** THE EXERCISE **
Show every line of the data below that contains the word "child", copying each line in full.

** RECORDS FOR THE EXERCISE **

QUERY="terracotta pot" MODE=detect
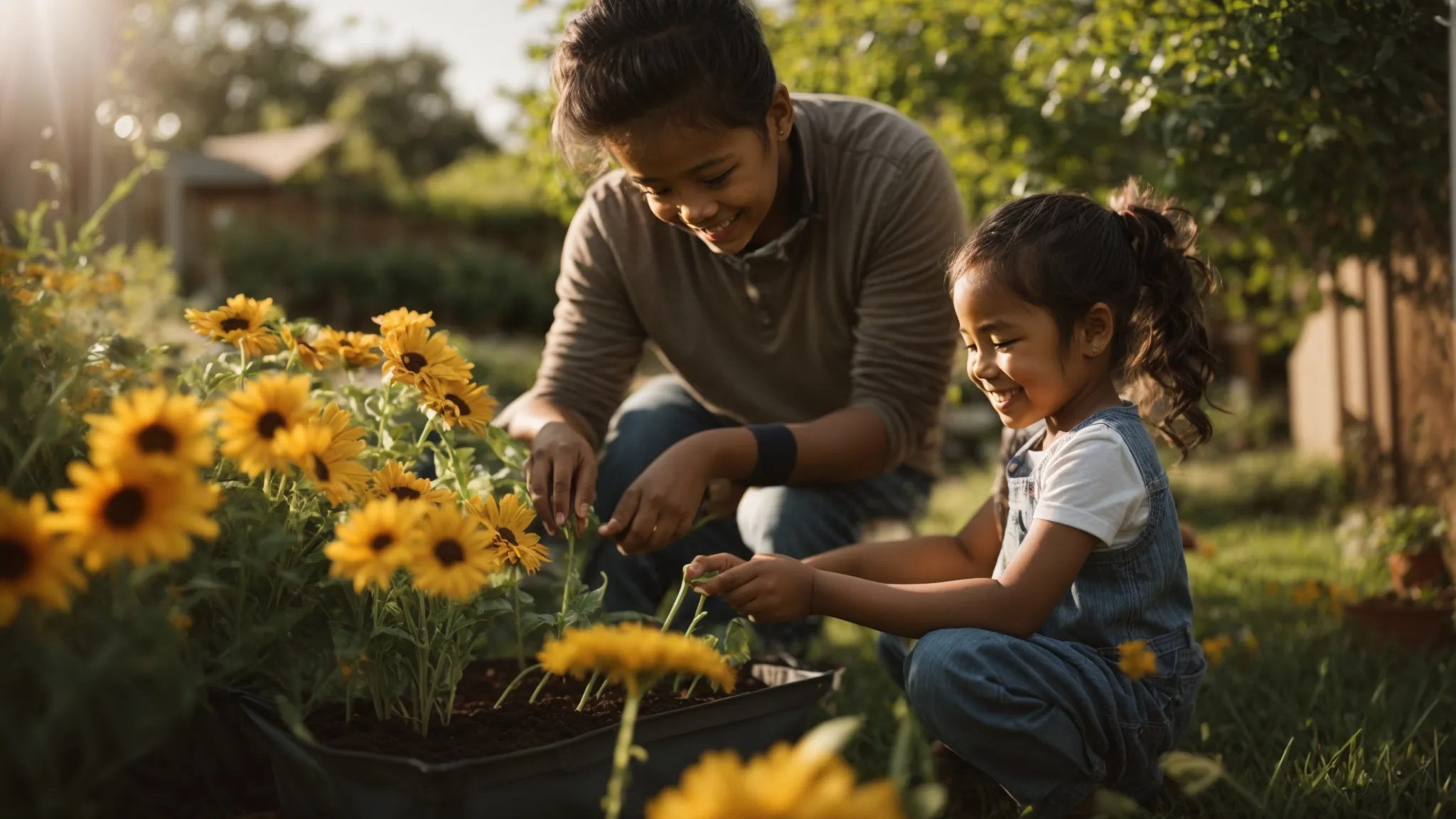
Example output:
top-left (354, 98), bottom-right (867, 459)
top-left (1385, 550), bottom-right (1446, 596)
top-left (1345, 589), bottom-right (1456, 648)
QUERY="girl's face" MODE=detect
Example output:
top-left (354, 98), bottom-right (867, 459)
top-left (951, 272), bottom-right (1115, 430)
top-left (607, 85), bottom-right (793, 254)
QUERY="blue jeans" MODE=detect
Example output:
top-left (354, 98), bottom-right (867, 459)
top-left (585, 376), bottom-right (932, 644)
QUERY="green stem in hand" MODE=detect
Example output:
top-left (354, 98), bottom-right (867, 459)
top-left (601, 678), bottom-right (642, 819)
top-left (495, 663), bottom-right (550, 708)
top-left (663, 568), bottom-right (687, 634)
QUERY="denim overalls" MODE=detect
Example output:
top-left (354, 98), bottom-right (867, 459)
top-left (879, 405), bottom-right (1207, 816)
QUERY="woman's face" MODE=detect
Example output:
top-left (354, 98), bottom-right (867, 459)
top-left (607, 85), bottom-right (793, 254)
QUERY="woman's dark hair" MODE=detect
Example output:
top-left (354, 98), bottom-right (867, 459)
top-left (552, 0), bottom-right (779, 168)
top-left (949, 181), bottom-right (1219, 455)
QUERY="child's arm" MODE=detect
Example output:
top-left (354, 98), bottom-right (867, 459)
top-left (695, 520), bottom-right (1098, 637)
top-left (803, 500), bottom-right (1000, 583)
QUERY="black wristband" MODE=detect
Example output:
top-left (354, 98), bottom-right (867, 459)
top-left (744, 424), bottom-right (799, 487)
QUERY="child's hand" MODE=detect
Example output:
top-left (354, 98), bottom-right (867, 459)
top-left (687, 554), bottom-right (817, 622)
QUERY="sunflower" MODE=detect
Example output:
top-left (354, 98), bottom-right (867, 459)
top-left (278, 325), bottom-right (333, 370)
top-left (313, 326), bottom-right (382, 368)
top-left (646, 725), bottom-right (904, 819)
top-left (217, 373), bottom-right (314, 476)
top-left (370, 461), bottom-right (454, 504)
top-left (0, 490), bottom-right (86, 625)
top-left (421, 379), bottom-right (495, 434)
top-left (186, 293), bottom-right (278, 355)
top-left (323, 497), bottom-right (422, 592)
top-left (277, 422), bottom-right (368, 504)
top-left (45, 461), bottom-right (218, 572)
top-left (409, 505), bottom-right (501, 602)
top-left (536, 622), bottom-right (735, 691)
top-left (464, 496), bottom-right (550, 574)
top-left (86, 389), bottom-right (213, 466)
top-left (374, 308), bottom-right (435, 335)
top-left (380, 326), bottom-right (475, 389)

* * *

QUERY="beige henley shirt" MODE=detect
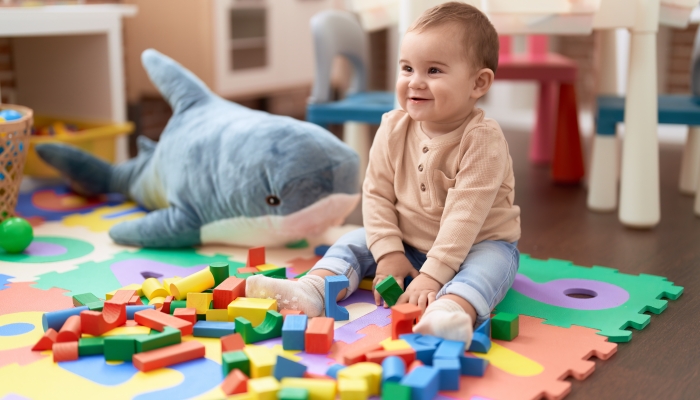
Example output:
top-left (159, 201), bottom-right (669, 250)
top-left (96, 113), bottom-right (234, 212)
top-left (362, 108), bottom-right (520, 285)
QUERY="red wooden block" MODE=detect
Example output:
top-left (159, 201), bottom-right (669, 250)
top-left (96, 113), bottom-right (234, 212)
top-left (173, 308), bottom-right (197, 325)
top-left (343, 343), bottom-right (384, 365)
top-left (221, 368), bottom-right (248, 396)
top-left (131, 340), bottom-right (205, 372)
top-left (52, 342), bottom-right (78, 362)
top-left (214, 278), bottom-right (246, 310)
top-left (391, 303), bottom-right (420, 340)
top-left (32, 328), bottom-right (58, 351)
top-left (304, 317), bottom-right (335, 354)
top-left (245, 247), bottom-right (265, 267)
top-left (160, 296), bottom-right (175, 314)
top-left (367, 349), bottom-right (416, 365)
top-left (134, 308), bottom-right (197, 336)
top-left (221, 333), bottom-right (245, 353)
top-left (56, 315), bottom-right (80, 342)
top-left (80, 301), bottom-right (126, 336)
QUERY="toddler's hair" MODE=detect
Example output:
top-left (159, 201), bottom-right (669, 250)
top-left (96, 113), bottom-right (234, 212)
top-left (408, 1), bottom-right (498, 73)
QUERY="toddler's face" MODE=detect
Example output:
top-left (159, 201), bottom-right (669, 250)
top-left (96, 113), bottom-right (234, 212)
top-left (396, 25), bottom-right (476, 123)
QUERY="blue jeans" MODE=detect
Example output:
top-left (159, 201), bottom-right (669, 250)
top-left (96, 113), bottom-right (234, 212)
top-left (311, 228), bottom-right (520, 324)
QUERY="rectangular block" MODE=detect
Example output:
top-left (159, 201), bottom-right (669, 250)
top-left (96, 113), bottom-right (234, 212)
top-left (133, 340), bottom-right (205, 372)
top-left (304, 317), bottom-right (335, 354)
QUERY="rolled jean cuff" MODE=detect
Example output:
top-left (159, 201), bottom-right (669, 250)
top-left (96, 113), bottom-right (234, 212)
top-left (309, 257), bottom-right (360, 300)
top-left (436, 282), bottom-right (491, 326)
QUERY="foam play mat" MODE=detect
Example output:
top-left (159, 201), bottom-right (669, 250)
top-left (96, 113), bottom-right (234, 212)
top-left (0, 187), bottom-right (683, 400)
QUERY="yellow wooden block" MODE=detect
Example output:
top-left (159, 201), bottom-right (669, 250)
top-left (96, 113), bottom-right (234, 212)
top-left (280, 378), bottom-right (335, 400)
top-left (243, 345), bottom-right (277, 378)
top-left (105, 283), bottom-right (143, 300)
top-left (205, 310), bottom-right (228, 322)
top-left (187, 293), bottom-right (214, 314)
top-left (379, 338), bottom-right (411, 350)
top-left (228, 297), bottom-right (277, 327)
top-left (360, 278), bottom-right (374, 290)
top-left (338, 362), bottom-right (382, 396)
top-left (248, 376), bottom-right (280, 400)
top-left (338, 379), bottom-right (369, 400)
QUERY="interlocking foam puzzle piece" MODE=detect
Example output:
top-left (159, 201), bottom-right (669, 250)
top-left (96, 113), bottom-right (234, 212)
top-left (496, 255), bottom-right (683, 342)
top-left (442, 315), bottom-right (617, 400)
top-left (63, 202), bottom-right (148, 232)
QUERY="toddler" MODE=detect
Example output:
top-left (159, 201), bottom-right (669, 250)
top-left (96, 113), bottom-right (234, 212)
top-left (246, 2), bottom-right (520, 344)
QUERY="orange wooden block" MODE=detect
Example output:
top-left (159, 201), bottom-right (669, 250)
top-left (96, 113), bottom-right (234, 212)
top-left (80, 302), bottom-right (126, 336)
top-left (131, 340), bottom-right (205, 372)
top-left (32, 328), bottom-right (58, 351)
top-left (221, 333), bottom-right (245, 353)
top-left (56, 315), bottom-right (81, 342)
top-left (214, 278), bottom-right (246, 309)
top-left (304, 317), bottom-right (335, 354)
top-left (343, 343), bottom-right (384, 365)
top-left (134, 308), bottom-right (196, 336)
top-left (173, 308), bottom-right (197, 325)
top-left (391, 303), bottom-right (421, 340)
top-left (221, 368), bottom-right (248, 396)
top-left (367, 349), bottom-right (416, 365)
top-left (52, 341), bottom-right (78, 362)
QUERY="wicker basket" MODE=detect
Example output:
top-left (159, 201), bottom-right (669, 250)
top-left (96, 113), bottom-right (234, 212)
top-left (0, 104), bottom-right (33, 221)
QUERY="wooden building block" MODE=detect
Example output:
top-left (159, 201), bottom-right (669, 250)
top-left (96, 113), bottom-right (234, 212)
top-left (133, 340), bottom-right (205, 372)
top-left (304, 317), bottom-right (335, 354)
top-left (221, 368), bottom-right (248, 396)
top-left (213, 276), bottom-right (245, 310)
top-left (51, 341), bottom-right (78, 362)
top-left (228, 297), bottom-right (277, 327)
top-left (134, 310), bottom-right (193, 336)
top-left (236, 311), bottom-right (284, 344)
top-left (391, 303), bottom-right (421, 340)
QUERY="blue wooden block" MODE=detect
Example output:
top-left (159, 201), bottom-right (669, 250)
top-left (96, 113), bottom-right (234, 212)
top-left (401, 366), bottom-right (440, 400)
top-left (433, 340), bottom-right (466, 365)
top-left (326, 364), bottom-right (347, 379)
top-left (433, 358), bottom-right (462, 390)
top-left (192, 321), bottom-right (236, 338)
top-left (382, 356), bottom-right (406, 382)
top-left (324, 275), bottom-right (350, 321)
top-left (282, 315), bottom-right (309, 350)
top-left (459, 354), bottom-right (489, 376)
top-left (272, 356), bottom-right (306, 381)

** EXERCISE RESULT **
QUERY="child's arm" MODE=detect
QUERY="child's hand" MODE=detect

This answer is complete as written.